Pointing and labeling rows
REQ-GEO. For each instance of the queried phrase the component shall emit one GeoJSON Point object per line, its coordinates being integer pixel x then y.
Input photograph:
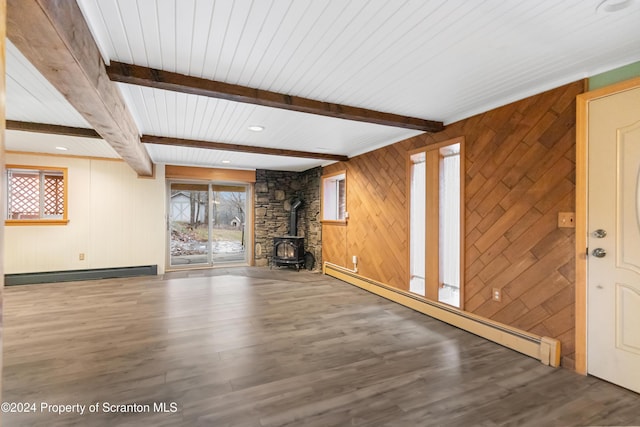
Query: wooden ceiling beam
{"type": "Point", "coordinates": [52, 129]}
{"type": "Point", "coordinates": [161, 140]}
{"type": "Point", "coordinates": [150, 77]}
{"type": "Point", "coordinates": [55, 38]}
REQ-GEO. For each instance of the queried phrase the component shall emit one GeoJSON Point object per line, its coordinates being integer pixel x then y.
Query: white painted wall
{"type": "Point", "coordinates": [115, 218]}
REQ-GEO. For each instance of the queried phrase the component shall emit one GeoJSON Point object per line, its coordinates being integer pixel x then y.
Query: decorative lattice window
{"type": "Point", "coordinates": [36, 195]}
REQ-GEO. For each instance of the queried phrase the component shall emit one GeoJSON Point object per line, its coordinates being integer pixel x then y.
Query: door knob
{"type": "Point", "coordinates": [599, 233]}
{"type": "Point", "coordinates": [599, 253]}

**Short task**:
Arrange all the rows above as a two-column CSV with a header line naming the columns text and answer, giving one line per row, putting each value in a single quoted field, and replacing line breaks with spaces. Leave the pictures out.

**Result of the exercise**:
text,answer
"REQ-GEO. For each instance of the queried phrase the component shall emit one GeoJSON Point object per line, its coordinates being integer pixel x then y. Input photograph: Query: wooden ceiling beam","{""type"": ""Point"", ""coordinates"": [52, 129]} {""type"": ""Point"", ""coordinates"": [161, 140]} {""type"": ""Point"", ""coordinates"": [150, 77]} {""type"": ""Point"", ""coordinates"": [55, 38]}"
"REQ-GEO. For each instance of the queried phrase the component shall emit one GeoJSON Point object per line, its coordinates being integer pixel x then y. Query: white painted wall","{""type"": ""Point"", ""coordinates"": [115, 218]}"
"REQ-GEO. For each instance of the queried phrase the component shall emit one GeoJSON Point object per line, its coordinates being integer pixel x then y. Query: decorative lattice window","{""type"": ""Point"", ""coordinates"": [36, 195]}"
"REQ-GEO. For each instance of the queried phrase the component shall emit one GeoJSON Point object per line, its coordinates being integer pixel x then y. Query: door knob","{""type"": ""Point"", ""coordinates"": [599, 233]} {""type"": ""Point"", ""coordinates"": [599, 253]}"